- Текст документа
• • • • •
Но Тортилла рассудила иначе.
Итак, хроника операции "майдан чудес" состояла в следующем. Тортилла вручает буратинке "ключ" к новой жизни (типа в Могилянку приезжает какой-нибудь фридом-фор-демокраси). Буратинко собирает корешню – Пьеро, Арлекина, Мальвину, Артемона (расшифровка всех этих персонажей ниже). Они вступают в долгую и мутную кампанию "кукольный театр без Карабаса", который на пару с Дуремаром за ними везде бегает и пытается их вернуть. Ситуация кажется патовой, но чья-то умная голова находит выход: надо идти в каморку к папе Карло (то есть – возвращаться к забытым со времён революции 17 года и организовывать народное сопротивление под левыми лозунгами по большевистским стандартам). Дальше, согласно сказке, наступает хэппи-энд, но… как именно, мы не знаем.
А дело было так. Подземный ход из каморки вёл не к новому театру, а прямо на майдан чудес, где и оказались все буратины в одно и то же время. Собравшись там, они обсудили антикукольный режим Карабаса-Барабаса, уголовное прошлое и манеры Дуремара, призывы Тортиллы немедленно перейти к новой жизни и… Прямо там, на поле, выбрали нового директора и генерального менеджера своего театра.
Надо ли говорить, что ими (за отсутствием других, сколько-нибудь компетентных в административных и финансовых вопросах лиц) стали кот Базилио и лиса Алиса!
• • • • •
- Задание
Кто, согласно тексту о «майдане чудес», стал новым директором и генеральным менеджером театра?
• • • • •
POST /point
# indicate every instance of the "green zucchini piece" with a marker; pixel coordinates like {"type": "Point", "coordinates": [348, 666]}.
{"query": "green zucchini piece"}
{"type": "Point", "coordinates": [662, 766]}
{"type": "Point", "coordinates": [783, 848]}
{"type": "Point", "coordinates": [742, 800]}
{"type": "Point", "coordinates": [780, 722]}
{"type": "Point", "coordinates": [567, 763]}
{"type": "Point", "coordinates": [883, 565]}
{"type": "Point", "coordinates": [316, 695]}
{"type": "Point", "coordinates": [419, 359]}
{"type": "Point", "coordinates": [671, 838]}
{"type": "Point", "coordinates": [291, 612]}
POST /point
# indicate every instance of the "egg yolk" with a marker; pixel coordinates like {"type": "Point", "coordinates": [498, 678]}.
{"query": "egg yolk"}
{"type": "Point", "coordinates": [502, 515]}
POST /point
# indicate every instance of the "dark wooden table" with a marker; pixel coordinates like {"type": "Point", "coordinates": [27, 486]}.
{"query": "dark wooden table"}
• • • • •
- Ответ на задание
Ими стали кот Базилио и лиса Алиса.